◆ **Brief**:
Reproduce the records word for word, starting with their first line and going on through the line with "x=521 y=166".

◆ **Records for processing**:
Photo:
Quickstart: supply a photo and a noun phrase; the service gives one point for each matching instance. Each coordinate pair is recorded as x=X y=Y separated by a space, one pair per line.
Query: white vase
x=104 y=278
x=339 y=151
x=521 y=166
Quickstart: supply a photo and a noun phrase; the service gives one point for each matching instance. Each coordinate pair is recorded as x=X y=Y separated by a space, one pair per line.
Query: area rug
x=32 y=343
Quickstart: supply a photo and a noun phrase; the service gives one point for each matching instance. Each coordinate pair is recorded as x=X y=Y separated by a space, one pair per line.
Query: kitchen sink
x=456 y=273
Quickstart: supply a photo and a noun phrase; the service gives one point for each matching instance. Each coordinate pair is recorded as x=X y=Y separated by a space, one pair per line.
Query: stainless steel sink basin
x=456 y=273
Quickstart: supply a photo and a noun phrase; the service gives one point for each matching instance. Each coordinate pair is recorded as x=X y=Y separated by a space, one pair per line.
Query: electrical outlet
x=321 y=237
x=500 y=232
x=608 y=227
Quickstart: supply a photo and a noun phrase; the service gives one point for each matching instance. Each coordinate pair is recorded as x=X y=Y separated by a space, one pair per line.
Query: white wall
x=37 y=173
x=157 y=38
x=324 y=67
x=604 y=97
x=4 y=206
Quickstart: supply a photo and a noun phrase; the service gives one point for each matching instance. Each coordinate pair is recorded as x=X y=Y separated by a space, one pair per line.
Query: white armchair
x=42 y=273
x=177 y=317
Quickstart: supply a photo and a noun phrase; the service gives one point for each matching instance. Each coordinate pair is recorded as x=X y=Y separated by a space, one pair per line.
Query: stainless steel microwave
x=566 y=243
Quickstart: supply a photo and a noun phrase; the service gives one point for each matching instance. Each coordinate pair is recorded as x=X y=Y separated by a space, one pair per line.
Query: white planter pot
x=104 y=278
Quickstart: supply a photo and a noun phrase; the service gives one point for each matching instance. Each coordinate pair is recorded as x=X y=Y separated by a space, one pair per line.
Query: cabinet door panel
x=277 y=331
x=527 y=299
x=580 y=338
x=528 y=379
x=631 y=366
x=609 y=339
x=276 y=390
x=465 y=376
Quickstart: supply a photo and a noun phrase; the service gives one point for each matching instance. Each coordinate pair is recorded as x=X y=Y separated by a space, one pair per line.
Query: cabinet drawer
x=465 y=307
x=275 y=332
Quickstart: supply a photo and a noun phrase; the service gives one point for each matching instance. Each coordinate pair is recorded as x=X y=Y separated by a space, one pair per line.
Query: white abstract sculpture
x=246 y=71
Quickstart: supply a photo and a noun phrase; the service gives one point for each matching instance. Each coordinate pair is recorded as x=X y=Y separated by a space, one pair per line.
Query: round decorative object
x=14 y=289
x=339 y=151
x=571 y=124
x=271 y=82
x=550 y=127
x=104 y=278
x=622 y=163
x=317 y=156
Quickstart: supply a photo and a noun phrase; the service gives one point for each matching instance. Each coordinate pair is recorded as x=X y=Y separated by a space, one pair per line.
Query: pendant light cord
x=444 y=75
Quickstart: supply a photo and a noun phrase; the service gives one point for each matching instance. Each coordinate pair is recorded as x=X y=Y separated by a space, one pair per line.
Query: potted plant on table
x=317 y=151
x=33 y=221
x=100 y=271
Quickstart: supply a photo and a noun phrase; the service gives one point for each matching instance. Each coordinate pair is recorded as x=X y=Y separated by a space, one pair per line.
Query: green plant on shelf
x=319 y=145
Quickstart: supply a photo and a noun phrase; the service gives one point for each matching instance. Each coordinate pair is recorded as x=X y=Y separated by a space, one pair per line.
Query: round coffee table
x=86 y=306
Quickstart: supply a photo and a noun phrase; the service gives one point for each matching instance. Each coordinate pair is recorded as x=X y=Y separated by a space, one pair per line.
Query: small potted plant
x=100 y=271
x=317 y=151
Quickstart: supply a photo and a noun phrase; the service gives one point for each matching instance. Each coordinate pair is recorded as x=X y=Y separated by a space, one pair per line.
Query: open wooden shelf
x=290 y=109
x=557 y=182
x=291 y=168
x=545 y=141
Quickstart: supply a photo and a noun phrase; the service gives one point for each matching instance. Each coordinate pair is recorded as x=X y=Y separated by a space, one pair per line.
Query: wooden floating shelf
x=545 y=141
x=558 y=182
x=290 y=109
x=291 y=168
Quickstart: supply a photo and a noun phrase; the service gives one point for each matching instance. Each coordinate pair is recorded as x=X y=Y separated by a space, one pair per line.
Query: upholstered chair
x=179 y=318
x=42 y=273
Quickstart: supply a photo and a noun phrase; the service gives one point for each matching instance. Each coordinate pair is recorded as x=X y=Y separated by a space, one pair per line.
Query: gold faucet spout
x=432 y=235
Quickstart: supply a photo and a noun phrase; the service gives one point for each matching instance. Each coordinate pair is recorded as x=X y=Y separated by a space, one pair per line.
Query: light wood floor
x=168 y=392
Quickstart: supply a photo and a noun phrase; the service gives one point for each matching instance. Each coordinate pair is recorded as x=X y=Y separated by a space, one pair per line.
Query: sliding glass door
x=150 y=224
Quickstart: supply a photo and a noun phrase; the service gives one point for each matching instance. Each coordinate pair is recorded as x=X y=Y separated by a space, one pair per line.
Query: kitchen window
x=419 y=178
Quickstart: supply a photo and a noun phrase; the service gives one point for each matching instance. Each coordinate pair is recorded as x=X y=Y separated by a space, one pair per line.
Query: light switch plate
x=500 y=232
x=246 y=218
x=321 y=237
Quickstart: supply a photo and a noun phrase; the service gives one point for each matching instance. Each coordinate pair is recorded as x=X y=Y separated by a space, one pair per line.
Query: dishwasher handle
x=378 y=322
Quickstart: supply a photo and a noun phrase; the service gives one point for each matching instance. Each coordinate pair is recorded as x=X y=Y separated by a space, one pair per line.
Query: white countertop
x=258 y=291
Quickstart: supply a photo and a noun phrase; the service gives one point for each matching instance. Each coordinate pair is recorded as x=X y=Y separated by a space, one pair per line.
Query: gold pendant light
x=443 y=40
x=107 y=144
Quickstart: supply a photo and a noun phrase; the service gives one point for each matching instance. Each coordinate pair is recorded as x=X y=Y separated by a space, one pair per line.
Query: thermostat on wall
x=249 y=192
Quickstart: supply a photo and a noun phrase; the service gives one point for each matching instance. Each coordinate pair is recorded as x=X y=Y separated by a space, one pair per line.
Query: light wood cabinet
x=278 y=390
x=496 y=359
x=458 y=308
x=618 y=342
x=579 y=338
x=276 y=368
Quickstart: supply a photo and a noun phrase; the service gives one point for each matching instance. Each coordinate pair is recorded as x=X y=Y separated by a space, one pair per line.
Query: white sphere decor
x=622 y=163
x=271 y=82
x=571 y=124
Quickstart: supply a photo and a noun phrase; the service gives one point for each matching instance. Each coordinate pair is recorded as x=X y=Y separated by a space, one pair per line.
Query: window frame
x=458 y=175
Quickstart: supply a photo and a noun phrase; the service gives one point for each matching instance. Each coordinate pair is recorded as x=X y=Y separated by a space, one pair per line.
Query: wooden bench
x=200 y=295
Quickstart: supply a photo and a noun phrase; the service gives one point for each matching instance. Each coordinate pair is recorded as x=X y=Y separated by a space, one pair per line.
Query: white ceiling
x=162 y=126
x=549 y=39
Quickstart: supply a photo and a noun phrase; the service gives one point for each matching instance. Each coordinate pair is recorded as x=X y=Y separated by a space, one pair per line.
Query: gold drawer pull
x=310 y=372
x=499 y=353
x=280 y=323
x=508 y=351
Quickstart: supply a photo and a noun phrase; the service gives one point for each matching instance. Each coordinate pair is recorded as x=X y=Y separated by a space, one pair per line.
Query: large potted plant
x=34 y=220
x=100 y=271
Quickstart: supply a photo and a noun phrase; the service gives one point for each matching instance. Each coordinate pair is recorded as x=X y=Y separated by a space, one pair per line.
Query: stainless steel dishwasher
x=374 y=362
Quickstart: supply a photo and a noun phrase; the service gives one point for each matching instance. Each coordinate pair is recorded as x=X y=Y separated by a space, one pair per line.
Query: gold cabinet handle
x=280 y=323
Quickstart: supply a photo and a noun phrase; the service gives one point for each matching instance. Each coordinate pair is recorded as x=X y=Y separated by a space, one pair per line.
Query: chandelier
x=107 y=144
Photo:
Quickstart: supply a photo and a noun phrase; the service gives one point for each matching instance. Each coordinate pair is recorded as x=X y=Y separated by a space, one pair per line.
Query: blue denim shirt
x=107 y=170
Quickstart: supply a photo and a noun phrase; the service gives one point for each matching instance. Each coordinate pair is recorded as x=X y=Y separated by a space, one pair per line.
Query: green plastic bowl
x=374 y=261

◆ **Solution to the problem**:
Photo:
Quickstart: supply a photo and a noun phrase; the service gives one point for each matching instance. Each coordinate pair is recorded as x=X y=Y separated by a space, one pair per line.
Query: white vase
x=104 y=278
x=339 y=151
x=521 y=166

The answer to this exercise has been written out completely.